(Problema proposto 1)
Indica quante righe dei record contengono la stringa "asphalt". Rispondi solo con il numero.

------ Sezione del documento ------

327    Per preservare l’effetto utile dell’art. 11 del regolamento n. 17, la Commissione può quindi obbligare le imprese a fornirle tutte le informazioni necessarie per quanto attiene ai fatti di cui queste ultime siano a conoscenza ed a comunicarle, se del caso, i relativi documenti di cui siano in possesso, anche se essi possono servire ad accertare l’esistenza di un comportamento anticoncorrenziale. Tale potere di indagine della Commissione non contrasta né con l’art. 6, nn. 1 e 2, della CEDU né con la giurisprudenza della Corte eur. D.U. (sentenza Tokai I, cit. supra al punto 186, punti 403 e 404).

328    Ad ogni modo, il fatto di essere obbligati a rispondere ai quesiti riguardanti meri aspetti di fatto posti dalla Commissione e a soddisfare le richieste della stessa di produzione di documenti preesistenti non è idoneo a costituire una violazione del principio fondamentale del rispetto dei diritti della difesa o di quello del diritto ad un processo equo, che offrono, nel settore del diritto della concorrenza, una protezione equivalente a quella garantita dall’art. 6 della CEDU. Infatti, nulla impedisce al destinatario di una richiesta di informazioni di dimostrare, in un momento successivo nell’ambito del procedimento amministrativo o nel corso di un procedimento dinanzi al giudice comunitario, che i fatti esposti nelle risposte o i documenti comunicati hanno un significato diverso da quello considerato dalla Commissione (sentenza Tokai I, cit. supra al punto 186, punto 406).

------ Dati dell'esercizio ------

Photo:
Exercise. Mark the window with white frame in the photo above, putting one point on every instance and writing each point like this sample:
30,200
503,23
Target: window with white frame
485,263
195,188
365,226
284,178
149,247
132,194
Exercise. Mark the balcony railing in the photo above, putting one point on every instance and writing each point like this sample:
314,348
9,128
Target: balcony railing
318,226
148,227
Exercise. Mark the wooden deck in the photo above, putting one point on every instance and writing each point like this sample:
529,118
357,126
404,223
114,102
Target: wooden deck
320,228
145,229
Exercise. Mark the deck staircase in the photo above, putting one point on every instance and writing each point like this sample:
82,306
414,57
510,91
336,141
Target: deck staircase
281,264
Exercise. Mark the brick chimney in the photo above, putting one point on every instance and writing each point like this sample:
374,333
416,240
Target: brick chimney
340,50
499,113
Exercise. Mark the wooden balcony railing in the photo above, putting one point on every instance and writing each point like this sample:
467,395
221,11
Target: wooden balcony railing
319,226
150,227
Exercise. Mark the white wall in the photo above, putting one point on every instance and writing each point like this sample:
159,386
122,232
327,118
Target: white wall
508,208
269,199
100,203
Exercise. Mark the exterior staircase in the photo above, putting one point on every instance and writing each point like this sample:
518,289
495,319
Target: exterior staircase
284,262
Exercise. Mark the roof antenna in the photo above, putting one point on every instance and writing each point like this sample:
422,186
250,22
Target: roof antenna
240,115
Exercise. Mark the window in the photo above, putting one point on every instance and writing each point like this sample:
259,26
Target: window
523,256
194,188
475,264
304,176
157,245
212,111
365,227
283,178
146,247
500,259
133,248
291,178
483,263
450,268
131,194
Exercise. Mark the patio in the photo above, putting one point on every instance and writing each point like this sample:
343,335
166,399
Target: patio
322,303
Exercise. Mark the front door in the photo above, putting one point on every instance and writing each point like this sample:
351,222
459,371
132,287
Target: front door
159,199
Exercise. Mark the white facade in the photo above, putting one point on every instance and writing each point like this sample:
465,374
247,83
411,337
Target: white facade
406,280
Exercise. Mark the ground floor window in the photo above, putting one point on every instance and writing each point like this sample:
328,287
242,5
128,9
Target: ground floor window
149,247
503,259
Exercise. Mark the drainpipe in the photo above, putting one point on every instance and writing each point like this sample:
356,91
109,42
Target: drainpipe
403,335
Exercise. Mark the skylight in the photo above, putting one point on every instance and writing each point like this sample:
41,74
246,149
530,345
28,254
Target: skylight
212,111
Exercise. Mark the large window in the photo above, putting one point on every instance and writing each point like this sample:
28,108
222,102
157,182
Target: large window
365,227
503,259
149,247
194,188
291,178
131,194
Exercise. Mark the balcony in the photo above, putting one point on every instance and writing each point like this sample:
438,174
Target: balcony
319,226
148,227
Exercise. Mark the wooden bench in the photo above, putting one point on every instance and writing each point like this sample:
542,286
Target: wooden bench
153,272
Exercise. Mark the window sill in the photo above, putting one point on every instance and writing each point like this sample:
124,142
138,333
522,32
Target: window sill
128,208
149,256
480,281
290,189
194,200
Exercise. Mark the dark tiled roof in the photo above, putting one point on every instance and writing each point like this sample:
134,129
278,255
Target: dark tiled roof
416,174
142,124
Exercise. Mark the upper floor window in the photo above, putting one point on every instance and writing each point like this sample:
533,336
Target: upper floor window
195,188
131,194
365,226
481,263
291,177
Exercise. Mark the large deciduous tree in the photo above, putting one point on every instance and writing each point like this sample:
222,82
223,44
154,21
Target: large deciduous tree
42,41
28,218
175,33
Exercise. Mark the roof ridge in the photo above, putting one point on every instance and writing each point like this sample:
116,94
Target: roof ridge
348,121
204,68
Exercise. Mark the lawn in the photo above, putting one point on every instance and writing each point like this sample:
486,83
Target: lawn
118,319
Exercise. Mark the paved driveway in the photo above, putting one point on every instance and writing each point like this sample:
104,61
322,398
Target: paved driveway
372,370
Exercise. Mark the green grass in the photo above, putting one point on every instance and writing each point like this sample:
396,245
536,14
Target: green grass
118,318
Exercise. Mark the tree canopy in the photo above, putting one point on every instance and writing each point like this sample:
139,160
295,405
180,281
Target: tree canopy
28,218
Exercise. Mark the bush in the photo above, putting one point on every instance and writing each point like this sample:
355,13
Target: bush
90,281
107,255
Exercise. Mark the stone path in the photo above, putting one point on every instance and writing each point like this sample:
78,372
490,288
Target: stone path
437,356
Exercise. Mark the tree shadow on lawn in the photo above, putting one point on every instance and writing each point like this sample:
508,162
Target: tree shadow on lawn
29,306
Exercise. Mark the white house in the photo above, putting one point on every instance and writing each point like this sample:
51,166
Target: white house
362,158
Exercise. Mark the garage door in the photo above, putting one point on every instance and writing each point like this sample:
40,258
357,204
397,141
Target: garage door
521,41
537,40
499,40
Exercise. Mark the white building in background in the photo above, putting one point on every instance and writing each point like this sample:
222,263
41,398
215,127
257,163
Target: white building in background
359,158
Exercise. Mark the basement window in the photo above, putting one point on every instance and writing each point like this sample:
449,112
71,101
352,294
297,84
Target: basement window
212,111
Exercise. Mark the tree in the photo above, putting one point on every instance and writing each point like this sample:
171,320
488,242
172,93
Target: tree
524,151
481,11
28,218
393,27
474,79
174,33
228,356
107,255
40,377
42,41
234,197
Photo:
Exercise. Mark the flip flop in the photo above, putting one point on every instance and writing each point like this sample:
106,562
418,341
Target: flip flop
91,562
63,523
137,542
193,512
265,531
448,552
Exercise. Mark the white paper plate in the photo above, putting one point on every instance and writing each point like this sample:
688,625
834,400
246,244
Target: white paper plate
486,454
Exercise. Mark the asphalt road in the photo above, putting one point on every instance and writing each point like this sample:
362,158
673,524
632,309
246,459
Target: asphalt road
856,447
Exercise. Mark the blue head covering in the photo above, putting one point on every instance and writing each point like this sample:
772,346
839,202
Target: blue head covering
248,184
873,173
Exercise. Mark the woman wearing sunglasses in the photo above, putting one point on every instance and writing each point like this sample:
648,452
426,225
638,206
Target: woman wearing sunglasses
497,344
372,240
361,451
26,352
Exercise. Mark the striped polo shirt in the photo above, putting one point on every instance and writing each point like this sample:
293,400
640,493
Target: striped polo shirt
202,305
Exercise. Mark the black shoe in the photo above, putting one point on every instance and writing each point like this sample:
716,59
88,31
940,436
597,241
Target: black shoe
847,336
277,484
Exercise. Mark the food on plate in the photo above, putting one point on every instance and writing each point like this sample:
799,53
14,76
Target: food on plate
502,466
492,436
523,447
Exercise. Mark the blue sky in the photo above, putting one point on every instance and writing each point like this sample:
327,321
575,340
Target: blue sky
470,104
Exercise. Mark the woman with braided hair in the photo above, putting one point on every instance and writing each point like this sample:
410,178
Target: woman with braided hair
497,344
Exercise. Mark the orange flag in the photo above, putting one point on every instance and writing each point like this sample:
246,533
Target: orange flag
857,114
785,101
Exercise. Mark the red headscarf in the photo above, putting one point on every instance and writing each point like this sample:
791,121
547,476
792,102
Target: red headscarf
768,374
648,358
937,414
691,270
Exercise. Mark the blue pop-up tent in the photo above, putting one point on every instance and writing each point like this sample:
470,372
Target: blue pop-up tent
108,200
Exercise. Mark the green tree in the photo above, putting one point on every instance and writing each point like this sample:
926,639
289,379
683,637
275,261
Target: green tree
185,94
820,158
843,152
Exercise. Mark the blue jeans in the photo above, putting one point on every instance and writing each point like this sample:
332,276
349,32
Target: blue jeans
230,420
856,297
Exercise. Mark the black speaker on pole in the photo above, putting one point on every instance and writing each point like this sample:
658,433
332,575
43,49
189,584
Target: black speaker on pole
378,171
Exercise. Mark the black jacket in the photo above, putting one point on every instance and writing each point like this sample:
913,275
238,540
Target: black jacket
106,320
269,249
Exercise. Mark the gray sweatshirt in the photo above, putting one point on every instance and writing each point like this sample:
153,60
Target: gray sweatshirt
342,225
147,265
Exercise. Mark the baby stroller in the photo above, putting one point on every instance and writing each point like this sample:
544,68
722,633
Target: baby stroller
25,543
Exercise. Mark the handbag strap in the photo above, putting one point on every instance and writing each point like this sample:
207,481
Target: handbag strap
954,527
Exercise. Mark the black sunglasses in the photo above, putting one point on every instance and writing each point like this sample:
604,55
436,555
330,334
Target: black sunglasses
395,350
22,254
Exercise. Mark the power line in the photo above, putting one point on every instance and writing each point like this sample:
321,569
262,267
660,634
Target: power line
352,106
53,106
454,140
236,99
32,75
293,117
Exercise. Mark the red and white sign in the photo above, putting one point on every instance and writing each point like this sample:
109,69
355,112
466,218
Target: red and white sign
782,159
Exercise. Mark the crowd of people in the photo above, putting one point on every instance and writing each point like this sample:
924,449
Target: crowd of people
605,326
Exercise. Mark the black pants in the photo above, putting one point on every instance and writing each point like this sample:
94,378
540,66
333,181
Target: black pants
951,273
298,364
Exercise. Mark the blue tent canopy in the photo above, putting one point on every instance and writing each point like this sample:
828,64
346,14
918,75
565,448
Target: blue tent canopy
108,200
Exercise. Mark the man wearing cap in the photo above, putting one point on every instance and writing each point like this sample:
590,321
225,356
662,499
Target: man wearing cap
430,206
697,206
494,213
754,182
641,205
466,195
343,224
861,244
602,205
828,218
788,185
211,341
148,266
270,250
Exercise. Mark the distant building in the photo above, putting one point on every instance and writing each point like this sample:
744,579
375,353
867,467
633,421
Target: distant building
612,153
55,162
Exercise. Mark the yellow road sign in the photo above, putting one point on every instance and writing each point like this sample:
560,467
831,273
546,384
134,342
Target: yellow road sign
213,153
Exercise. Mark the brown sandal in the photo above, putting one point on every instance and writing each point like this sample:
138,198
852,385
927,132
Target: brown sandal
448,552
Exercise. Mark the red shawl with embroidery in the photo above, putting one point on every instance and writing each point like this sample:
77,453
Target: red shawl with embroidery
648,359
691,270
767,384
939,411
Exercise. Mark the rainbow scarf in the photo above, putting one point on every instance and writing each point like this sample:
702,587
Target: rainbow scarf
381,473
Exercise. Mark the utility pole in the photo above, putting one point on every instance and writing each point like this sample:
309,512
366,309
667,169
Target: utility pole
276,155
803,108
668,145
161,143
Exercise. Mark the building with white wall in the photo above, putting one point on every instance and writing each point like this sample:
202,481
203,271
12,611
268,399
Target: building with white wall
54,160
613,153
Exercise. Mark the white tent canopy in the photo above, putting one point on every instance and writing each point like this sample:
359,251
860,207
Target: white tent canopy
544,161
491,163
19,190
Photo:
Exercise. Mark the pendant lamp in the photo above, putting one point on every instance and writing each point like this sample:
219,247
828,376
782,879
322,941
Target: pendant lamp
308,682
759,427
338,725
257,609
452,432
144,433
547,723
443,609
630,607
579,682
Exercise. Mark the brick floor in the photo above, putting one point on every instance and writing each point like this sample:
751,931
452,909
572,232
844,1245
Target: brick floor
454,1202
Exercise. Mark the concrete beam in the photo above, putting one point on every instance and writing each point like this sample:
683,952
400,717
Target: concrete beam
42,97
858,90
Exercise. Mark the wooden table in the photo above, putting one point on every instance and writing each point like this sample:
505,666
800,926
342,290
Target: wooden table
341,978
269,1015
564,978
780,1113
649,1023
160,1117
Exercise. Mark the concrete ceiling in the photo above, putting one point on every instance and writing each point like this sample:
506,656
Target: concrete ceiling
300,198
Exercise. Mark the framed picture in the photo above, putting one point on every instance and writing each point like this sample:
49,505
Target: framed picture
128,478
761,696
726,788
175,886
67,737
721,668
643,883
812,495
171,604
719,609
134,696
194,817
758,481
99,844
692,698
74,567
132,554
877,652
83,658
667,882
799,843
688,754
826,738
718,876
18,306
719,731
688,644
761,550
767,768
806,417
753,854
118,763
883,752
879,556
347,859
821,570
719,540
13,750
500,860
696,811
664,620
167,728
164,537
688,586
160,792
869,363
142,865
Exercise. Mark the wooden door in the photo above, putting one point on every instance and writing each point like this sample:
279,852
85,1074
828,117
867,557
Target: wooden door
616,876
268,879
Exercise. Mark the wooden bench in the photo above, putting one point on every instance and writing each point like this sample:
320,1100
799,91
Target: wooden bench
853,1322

------

(Problema proposto 2)
Traduci in inglese questa frase della sezione del documento: "Infatti, nulla impedisce al destinatario di una richiesta di informazioni di dimostrare, in un momento successivo nell’ambito del procedimento amministrativo o nel corso di un procedimento dinanzi al giudice comunitario, che i fatti esposti nelle risposte o i documenti comunicati hanno un significato diverso da quello considerato dalla Commissione (sentenza Tokai I, cit. supra al punto 186, punto 406)."

(Risultato 1)
2

(Risultato 2)
Indeed, nothing prevents the addressee of a request for information from showing, at a later stage of the administrative procedure or in proceedings before the Community courts, that the facts set out in the replies or the documents provided have a different meaning from the one ascribed to them by the Commission (Tokai I judgment, cited in paragraph 186 above, paragraph 406).